◆ WHAT YOU WILL DO ◆
Give again exactly the lines that run from the start of the records to the line holding "snow-covered tree you can see.", both ends counted. Do not include the pictures.

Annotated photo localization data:
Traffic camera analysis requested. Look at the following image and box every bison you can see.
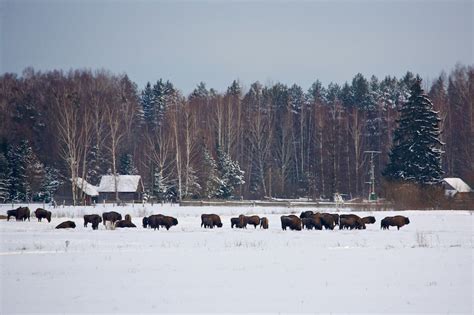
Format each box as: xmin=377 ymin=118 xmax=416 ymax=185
xmin=281 ymin=215 xmax=302 ymax=231
xmin=124 ymin=214 xmax=132 ymax=222
xmin=339 ymin=216 xmax=365 ymax=230
xmin=319 ymin=213 xmax=336 ymax=230
xmin=361 ymin=216 xmax=376 ymax=225
xmin=55 ymin=221 xmax=76 ymax=229
xmin=245 ymin=215 xmax=260 ymax=228
xmin=302 ymin=216 xmax=322 ymax=230
xmin=201 ymin=214 xmax=222 ymax=229
xmin=230 ymin=217 xmax=240 ymax=228
xmin=35 ymin=208 xmax=52 ymax=222
xmin=300 ymin=211 xmax=314 ymax=219
xmin=114 ymin=220 xmax=137 ymax=228
xmin=6 ymin=209 xmax=18 ymax=221
xmin=381 ymin=216 xmax=410 ymax=230
xmin=145 ymin=214 xmax=178 ymax=230
xmin=260 ymin=217 xmax=269 ymax=229
xmin=16 ymin=207 xmax=30 ymax=221
xmin=84 ymin=214 xmax=102 ymax=230
xmin=102 ymin=211 xmax=122 ymax=226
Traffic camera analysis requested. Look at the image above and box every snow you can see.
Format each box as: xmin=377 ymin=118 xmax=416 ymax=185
xmin=74 ymin=177 xmax=99 ymax=196
xmin=0 ymin=204 xmax=472 ymax=313
xmin=98 ymin=175 xmax=141 ymax=193
xmin=443 ymin=177 xmax=472 ymax=193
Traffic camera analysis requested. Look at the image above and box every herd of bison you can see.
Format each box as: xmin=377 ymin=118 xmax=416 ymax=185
xmin=4 ymin=207 xmax=410 ymax=231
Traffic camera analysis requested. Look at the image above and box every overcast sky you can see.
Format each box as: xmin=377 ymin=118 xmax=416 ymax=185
xmin=1 ymin=0 xmax=472 ymax=94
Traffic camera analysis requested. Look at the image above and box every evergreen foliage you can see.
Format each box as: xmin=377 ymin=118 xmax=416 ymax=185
xmin=383 ymin=77 xmax=444 ymax=184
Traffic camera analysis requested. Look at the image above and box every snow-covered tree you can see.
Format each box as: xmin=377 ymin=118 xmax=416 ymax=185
xmin=141 ymin=82 xmax=154 ymax=127
xmin=202 ymin=149 xmax=220 ymax=198
xmin=152 ymin=171 xmax=168 ymax=201
xmin=118 ymin=153 xmax=138 ymax=175
xmin=39 ymin=166 xmax=62 ymax=202
xmin=183 ymin=166 xmax=201 ymax=199
xmin=0 ymin=152 xmax=11 ymax=202
xmin=383 ymin=77 xmax=444 ymax=184
xmin=215 ymin=147 xmax=245 ymax=199
xmin=7 ymin=140 xmax=37 ymax=201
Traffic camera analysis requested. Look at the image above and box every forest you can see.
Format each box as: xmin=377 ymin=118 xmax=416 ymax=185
xmin=0 ymin=64 xmax=472 ymax=204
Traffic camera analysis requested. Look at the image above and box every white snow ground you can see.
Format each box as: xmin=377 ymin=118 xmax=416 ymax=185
xmin=0 ymin=204 xmax=472 ymax=314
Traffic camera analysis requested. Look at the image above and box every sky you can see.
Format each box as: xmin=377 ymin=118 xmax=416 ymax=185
xmin=1 ymin=0 xmax=472 ymax=94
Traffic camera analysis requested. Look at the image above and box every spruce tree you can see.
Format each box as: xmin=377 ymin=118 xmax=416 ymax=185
xmin=7 ymin=140 xmax=36 ymax=201
xmin=39 ymin=166 xmax=62 ymax=202
xmin=0 ymin=152 xmax=11 ymax=202
xmin=119 ymin=153 xmax=137 ymax=175
xmin=203 ymin=149 xmax=220 ymax=199
xmin=141 ymin=82 xmax=154 ymax=127
xmin=383 ymin=77 xmax=443 ymax=184
xmin=215 ymin=147 xmax=245 ymax=199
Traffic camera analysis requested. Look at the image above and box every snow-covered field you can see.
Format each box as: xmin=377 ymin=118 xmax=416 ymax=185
xmin=1 ymin=204 xmax=472 ymax=314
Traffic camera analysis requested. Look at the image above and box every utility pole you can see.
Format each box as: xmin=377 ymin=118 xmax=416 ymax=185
xmin=364 ymin=151 xmax=381 ymax=202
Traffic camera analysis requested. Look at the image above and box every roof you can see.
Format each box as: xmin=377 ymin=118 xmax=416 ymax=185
xmin=443 ymin=178 xmax=472 ymax=193
xmin=74 ymin=178 xmax=99 ymax=196
xmin=98 ymin=175 xmax=142 ymax=193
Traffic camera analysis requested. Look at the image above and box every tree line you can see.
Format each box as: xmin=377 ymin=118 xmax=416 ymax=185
xmin=0 ymin=65 xmax=472 ymax=204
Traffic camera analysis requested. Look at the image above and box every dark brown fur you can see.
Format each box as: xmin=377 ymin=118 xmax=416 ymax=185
xmin=281 ymin=215 xmax=302 ymax=231
xmin=6 ymin=209 xmax=18 ymax=221
xmin=35 ymin=208 xmax=52 ymax=222
xmin=114 ymin=220 xmax=137 ymax=228
xmin=300 ymin=211 xmax=314 ymax=219
xmin=339 ymin=216 xmax=365 ymax=230
xmin=16 ymin=207 xmax=30 ymax=221
xmin=381 ymin=216 xmax=410 ymax=230
xmin=260 ymin=217 xmax=269 ymax=229
xmin=245 ymin=215 xmax=260 ymax=228
xmin=84 ymin=214 xmax=102 ymax=230
xmin=201 ymin=214 xmax=222 ymax=228
xmin=55 ymin=221 xmax=76 ymax=229
xmin=230 ymin=217 xmax=239 ymax=228
xmin=361 ymin=216 xmax=376 ymax=224
xmin=102 ymin=211 xmax=122 ymax=225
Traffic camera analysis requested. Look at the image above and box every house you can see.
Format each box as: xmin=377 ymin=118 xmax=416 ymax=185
xmin=75 ymin=175 xmax=144 ymax=204
xmin=442 ymin=178 xmax=472 ymax=197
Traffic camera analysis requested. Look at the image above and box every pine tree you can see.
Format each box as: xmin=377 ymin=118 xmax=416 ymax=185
xmin=383 ymin=77 xmax=444 ymax=184
xmin=118 ymin=153 xmax=138 ymax=175
xmin=141 ymin=82 xmax=154 ymax=127
xmin=215 ymin=147 xmax=245 ymax=199
xmin=152 ymin=171 xmax=168 ymax=201
xmin=39 ymin=166 xmax=62 ymax=202
xmin=0 ymin=152 xmax=11 ymax=202
xmin=7 ymin=140 xmax=36 ymax=201
xmin=203 ymin=149 xmax=220 ymax=199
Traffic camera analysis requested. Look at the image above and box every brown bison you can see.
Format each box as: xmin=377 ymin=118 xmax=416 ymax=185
xmin=245 ymin=215 xmax=260 ymax=228
xmin=55 ymin=221 xmax=76 ymax=229
xmin=361 ymin=216 xmax=376 ymax=225
xmin=114 ymin=220 xmax=137 ymax=228
xmin=143 ymin=214 xmax=178 ymax=230
xmin=84 ymin=214 xmax=102 ymax=230
xmin=339 ymin=216 xmax=365 ymax=230
xmin=201 ymin=214 xmax=222 ymax=228
xmin=125 ymin=214 xmax=132 ymax=222
xmin=319 ymin=213 xmax=336 ymax=230
xmin=302 ymin=216 xmax=323 ymax=230
xmin=329 ymin=213 xmax=340 ymax=226
xmin=260 ymin=217 xmax=269 ymax=229
xmin=35 ymin=208 xmax=52 ymax=222
xmin=102 ymin=211 xmax=122 ymax=226
xmin=15 ymin=207 xmax=30 ymax=221
xmin=281 ymin=215 xmax=302 ymax=231
xmin=6 ymin=209 xmax=18 ymax=221
xmin=300 ymin=211 xmax=314 ymax=219
xmin=230 ymin=217 xmax=240 ymax=228
xmin=381 ymin=216 xmax=410 ymax=230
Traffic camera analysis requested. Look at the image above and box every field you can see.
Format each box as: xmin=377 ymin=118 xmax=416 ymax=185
xmin=0 ymin=204 xmax=472 ymax=314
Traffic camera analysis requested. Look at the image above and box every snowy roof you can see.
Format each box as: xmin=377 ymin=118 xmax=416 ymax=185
xmin=98 ymin=175 xmax=142 ymax=193
xmin=75 ymin=178 xmax=99 ymax=196
xmin=443 ymin=178 xmax=472 ymax=193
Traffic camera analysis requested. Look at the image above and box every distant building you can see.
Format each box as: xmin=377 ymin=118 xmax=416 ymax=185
xmin=442 ymin=178 xmax=472 ymax=197
xmin=75 ymin=175 xmax=144 ymax=204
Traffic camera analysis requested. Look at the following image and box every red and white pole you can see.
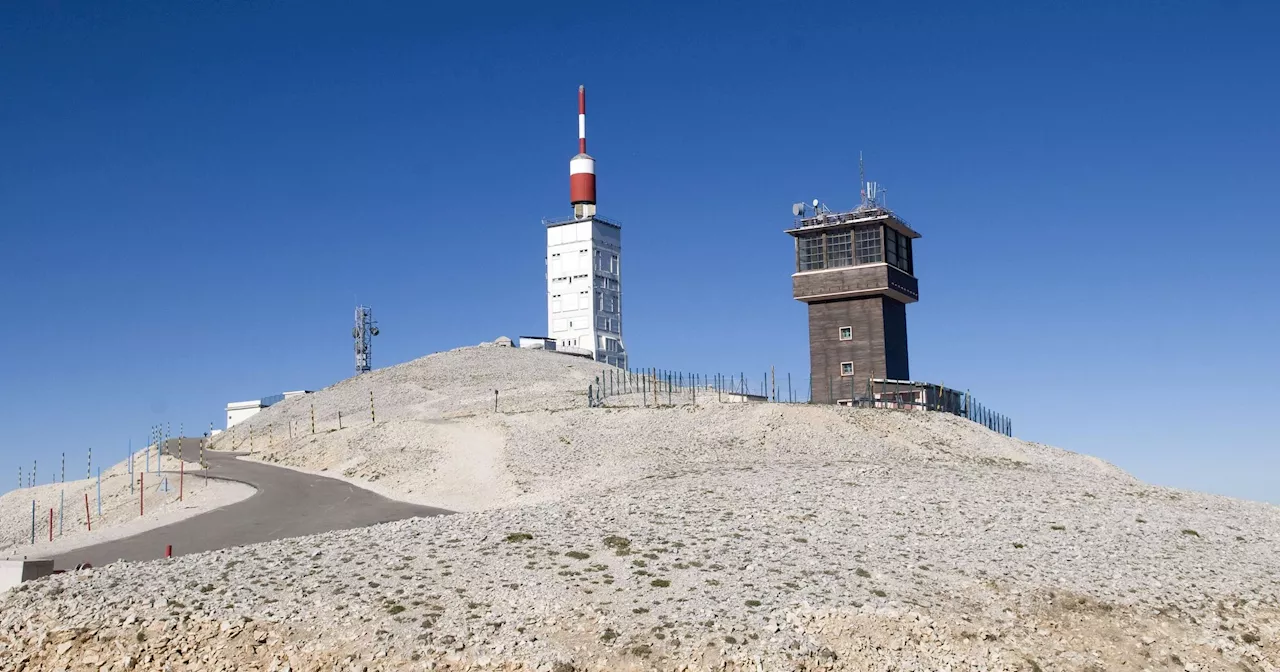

◆ SOLUTION TO THE PROBLEM ◆
Traffic camera analysis requested. Look at the following image and box every bison you can see.
Format each box as: xmin=377 ymin=118 xmax=416 ymax=185
xmin=281 ymin=215 xmax=302 ymax=231
xmin=124 ymin=214 xmax=132 ymax=222
xmin=339 ymin=216 xmax=365 ymax=230
xmin=319 ymin=213 xmax=336 ymax=230
xmin=361 ymin=216 xmax=376 ymax=225
xmin=55 ymin=221 xmax=76 ymax=229
xmin=245 ymin=215 xmax=260 ymax=228
xmin=302 ymin=216 xmax=322 ymax=230
xmin=201 ymin=214 xmax=222 ymax=229
xmin=230 ymin=217 xmax=240 ymax=228
xmin=35 ymin=208 xmax=52 ymax=222
xmin=300 ymin=211 xmax=314 ymax=219
xmin=114 ymin=220 xmax=137 ymax=228
xmin=6 ymin=209 xmax=18 ymax=221
xmin=381 ymin=216 xmax=410 ymax=230
xmin=145 ymin=214 xmax=178 ymax=230
xmin=260 ymin=217 xmax=269 ymax=229
xmin=16 ymin=207 xmax=30 ymax=221
xmin=84 ymin=214 xmax=102 ymax=230
xmin=102 ymin=211 xmax=122 ymax=226
Traffic camera analysis requested. Look at the image above and box every snow you can see.
Format each box as: xmin=377 ymin=118 xmax=416 ymax=185
xmin=74 ymin=177 xmax=99 ymax=196
xmin=0 ymin=204 xmax=472 ymax=313
xmin=98 ymin=175 xmax=141 ymax=193
xmin=443 ymin=177 xmax=472 ymax=193
Traffic camera analysis requested. Look at the image above and box every herd of bison you can see.
Format each box as: xmin=377 ymin=118 xmax=416 ymax=185
xmin=4 ymin=207 xmax=410 ymax=231
Traffic camera analysis requested. Look at the image above and box every overcast sky you can see.
Format each box as: xmin=377 ymin=118 xmax=416 ymax=185
xmin=1 ymin=0 xmax=472 ymax=94
Traffic camera analysis requested. Look at the image above and box every evergreen foliage you can see.
Format each box as: xmin=377 ymin=118 xmax=416 ymax=185
xmin=383 ymin=77 xmax=444 ymax=184
Traffic camera analysis requested. Look at the image above and box every snow-covered tree you can see.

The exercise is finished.